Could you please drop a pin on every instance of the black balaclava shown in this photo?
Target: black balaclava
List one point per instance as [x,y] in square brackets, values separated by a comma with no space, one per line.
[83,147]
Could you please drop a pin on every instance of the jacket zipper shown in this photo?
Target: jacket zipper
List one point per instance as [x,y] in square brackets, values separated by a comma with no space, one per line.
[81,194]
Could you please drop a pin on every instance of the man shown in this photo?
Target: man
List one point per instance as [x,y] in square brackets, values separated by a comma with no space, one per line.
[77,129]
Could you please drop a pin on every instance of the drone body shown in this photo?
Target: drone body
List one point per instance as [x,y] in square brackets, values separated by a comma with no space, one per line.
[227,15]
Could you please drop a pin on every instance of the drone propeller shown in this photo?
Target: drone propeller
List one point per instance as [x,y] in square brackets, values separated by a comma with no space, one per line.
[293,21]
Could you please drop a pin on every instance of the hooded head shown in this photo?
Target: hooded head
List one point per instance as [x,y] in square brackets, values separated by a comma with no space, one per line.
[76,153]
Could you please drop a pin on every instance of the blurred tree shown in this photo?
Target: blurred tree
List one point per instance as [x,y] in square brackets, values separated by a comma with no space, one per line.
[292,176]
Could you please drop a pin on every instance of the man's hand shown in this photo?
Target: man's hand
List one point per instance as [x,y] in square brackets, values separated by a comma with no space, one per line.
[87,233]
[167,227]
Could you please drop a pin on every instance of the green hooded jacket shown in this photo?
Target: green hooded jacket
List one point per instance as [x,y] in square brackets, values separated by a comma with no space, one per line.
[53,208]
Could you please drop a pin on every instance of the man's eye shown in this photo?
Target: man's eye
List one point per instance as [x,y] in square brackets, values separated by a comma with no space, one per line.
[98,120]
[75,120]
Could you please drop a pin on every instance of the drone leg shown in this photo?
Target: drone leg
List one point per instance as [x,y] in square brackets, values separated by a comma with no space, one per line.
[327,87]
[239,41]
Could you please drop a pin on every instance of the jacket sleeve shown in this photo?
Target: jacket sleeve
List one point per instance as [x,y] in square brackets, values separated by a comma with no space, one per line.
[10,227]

============

» **DESCRIPTION OF THE TASK**
Return each entry above exactly, leaving none out.

» **TASK RESPONSE**
Could you please drop a pin on every instance of the black balaclava shown in this photo?
Target: black balaclava
List one point per instance as [x,y] in square brackets, values separated by a comma with no space, one per line.
[83,147]
Could you please drop a pin on every instance of the jacket zipper shown in this photo?
Target: jacket zipper
List one point per instance as [x,y] in square brackets, values separated by a comma with no space, one per line.
[81,194]
Could you please drop a pin on every instance of the man shown in this photo?
Target: man
List one point per instance as [x,y] in square brackets, values separated by a comma with no space, one per line.
[77,129]
Could you please drop a pin on every instance of the drone body shown in this photo?
Target: drone body
List one point per instance as [x,y] in square brackets, values separated by a comma with no space, one per line.
[227,15]
Could you please drop a pin on every instance of the drone propeller shown in this photo?
Target: drone propeller
List one point per instance as [x,y] in square brackets, values separated by a comma with no space, one per line.
[293,21]
Could you please drop a pin on every instance of the hooded head shown in this photo?
Target: hooded head
List one point per instance as [x,y] in square brackets, values separated by a comma with no space, one per line.
[76,153]
Could you please drop a pin on every instance of the blurred tree shown in this photo?
Target: blurred tree
List one point per instance as [x,y] in square brackets, values separated by a comma with no space, one per line.
[292,176]
Could you please drop a pin on every instance of the man's hand shown in this photo?
Target: man's hand
List one point per instance as [x,y] in square brackets, values separated by a comma with no space, one per line.
[87,233]
[167,227]
Could you please drop a pin on every instance of the green hooded jacket shown in this photo?
Target: green hooded jacket
List one point per instance as [x,y] in square brackets, values separated by a comma with no space, one per line.
[53,208]
Could you please drop a pin on every instance of the man's eye shown in this photo?
Target: man's eye
List one point per instance as [x,y] in square brackets, values separated by a comma with no space, one per line.
[98,120]
[75,120]
Could you please drop a pin on every instance of the drone leg shown in this photo?
Target: drone leg
List one point per instance as [x,y] in square brackets, values separated by a comma with no space, one per line.
[327,87]
[239,41]
Could you please drop a pin on every instance of the jacket sleeve shown in this photo?
Target: jacket sleeve
List one point per instance as [x,y] in square brackets, values separated by a comma with no space, one per line.
[10,227]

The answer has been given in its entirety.